### Material provided
┄┄┄┄┄┄

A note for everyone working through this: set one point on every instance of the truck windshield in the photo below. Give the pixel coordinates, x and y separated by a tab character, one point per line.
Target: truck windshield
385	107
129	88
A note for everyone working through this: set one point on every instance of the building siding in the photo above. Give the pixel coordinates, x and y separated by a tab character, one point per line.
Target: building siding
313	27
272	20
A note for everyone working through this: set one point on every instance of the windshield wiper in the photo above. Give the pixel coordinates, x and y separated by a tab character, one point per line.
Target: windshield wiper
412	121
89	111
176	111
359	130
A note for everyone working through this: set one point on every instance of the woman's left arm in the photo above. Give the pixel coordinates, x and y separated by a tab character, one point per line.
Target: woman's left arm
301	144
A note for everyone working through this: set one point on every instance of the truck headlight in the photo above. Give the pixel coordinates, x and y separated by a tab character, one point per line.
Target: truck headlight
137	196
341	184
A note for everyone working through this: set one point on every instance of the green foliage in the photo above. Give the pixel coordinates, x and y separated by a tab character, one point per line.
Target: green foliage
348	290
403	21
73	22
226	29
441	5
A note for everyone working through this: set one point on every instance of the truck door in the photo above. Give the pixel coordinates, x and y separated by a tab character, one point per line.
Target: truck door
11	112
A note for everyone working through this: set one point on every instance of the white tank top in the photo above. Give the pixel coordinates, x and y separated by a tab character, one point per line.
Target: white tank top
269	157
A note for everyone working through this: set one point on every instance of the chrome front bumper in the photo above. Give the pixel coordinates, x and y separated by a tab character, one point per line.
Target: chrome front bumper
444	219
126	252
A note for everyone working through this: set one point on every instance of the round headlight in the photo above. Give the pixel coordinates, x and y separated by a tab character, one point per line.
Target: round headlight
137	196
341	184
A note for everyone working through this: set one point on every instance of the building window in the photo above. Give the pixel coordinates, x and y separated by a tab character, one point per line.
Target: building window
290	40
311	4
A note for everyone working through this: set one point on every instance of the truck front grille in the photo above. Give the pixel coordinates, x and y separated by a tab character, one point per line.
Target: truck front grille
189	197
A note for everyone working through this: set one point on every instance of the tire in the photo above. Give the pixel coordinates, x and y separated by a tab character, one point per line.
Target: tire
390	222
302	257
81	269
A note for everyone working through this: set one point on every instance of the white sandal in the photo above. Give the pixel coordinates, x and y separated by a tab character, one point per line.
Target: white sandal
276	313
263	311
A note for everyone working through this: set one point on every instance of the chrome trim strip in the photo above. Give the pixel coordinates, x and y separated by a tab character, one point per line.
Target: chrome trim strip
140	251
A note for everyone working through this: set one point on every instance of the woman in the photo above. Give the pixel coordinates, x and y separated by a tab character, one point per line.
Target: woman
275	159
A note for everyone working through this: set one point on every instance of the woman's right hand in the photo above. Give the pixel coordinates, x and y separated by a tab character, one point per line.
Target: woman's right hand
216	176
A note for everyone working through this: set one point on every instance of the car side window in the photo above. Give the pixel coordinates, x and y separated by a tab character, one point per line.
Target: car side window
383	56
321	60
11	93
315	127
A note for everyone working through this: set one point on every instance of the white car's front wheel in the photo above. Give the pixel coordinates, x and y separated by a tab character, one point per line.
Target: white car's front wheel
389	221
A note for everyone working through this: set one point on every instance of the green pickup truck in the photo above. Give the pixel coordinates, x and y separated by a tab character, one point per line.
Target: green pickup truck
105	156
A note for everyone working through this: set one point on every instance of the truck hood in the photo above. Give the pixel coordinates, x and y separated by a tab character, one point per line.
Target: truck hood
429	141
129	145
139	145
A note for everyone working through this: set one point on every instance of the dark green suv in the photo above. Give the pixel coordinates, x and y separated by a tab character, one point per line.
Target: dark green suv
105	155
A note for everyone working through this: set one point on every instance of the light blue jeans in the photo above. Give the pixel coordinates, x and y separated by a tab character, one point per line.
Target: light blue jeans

┄┄┄┄┄┄

### Required work
Return the lines beginning at the one that contains "the woman in" and continuing through the last line of the data, exactly as they stand and without any others.

### The answer
A note for everyone working through this: set one point on every instance of the woman in the photo above. Give the pixel coordinates, x and y separated by a tab character, one point per line.
Target: woman
275	159
A note for everyone working through this: set one point on every instance of the woman's right hand in the photo above. Give the pixel coordinates, x and y separated by a tab character, one point per line.
Target: woman's right hand
216	176
A note for everyone working through this: set one point on every instance of the car side window in the photo above. Give the pixel coordinates, x and y separated by a tab character, one point per line.
Target: car side window
383	56
321	60
11	93
315	127
A note for everyone working through this: set one point on every instance of the white car's front wheel in the photo above. Give the pixel coordinates, x and y separated by a tab character, one point per line.
Target: white car's front wheel
389	221
A note for everyone working through this: set one point on every instance of the green pickup truck in the photo above. Give the pixel coordinates, x and y separated by a tab character, one point per line.
Target: green pickup truck
105	156
A note for everyone working through this: set one point on every instance of the truck hood in the photo above. Give the pixel coordinates, x and y separated by a tab character, one point per line.
Target: truck hood
429	141
129	145
139	145
A note for everyone working through this: set one point on every instance of the dark green suv in the photo above. Give the pixel coordinates, x and y separated by a tab character, one point per line.
Target: dark green suv
105	155
A note for everyone working through this: set one point on every instance of the light blue jeans in the photo above. Give the pixel coordinates, x and y separated by a tab character, one point per line.
Target: light blue jeans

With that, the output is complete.